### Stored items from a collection
----------------------------------------

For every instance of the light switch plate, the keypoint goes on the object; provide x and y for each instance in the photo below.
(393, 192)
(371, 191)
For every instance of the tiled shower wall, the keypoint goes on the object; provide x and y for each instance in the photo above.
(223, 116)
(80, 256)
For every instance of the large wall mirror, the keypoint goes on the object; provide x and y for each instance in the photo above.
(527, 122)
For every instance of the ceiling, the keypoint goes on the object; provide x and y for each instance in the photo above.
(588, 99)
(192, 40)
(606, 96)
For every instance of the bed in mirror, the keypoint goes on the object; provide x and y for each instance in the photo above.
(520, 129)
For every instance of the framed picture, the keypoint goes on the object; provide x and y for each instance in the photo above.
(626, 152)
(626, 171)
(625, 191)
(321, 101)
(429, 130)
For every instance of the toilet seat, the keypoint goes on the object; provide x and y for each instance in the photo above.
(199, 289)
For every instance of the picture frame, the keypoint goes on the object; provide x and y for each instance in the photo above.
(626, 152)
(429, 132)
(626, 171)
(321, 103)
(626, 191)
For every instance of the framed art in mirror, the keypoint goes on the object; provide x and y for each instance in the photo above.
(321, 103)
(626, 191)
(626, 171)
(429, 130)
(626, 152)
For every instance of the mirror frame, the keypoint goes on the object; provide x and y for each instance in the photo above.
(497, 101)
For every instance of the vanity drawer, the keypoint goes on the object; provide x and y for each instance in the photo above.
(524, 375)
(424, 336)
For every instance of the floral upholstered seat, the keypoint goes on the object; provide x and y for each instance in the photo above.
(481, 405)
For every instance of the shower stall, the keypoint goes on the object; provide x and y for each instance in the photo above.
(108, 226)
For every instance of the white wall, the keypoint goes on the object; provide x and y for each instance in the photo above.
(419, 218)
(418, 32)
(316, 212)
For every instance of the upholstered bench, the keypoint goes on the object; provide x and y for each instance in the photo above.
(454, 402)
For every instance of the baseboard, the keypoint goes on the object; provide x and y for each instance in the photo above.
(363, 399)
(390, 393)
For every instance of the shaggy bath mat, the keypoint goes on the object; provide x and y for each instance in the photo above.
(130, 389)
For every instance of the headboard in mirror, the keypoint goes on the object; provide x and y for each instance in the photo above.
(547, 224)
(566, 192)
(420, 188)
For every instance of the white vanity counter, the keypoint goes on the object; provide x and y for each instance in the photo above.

----------------------------------------

### Assigned task
Each entry above is to be printed again exactly.

### Finished exercise
For every instance of the light switch plate, the keypoint goes on the object; provide x and y for each instance in the photo below.
(393, 192)
(371, 191)
For every instance of the tiled shower wall, the keypoint goes on the object; provide x and y for each instance in the photo above.
(223, 116)
(80, 256)
For every instance of the large wall mirror, the keypoint goes on the object; provide x and y for each instance in the photo above.
(527, 122)
For every instance of the ceiling, the keypoint goes on the object; provide x and y for each instance in the photo above.
(588, 99)
(192, 40)
(606, 96)
For every instance of the bed in mirror, the keypoint goes on the object; provide x and y for each instance in the photo above.
(520, 129)
For every instance of the framed picture, the keypoint goes on the object; provide x and y for each instance in the photo above.
(626, 152)
(626, 171)
(625, 191)
(321, 101)
(429, 130)
For every instance of the toilet seat, the keypoint goes on the object; provide x and y for each instance in the photo above.
(199, 289)
For every instance of the picture frame, the keypoint goes on the object; provide x and y for each instance in the photo above.
(626, 152)
(429, 132)
(626, 171)
(321, 103)
(626, 191)
For every instance of the framed art in mirror, the keypoint goes on the object; provide x and y for each instance in the photo above.
(321, 103)
(626, 191)
(626, 171)
(429, 130)
(626, 152)
For every instance of the mirror frame, the keypoint goes on the object; provide x and y for each instance in the photo above.
(497, 101)
For every instance of the vanity drawer, the keypoint goes on the object; provide x and y for each instance in the photo above.
(524, 375)
(424, 336)
For every instance of the floral upholstered seat, the keypoint goes on the object; provide x and y for each instance in the photo above.
(481, 405)
For every instance of the shower stall, the keypoint goes on the object; provide x and y for each instance in the photo above.
(108, 226)
For every instance of the white wall, the keypoint goes on the object; provide x and y for each instance in the photo above.
(419, 218)
(418, 32)
(316, 212)
For every instance of the upholstered bench, the keypoint goes on the object; provide x and y for each instance in the photo above.
(454, 402)
For every instance of the baseboard, the keypoint goes on the object; provide x and y for each instance in the photo above.
(363, 399)
(390, 393)
For every instance of the shaggy bath mat, the keypoint goes on the object; provide x and y for each instance in the photo above.
(130, 389)
For every instance of the headboard in mirror, the keypoint goes on the object; provide x and y for each instance in the photo above.
(547, 224)
(566, 192)
(420, 188)
For every instance of the white vanity counter, the keypoint goes on the object; provide x and y for each instance in the photo above.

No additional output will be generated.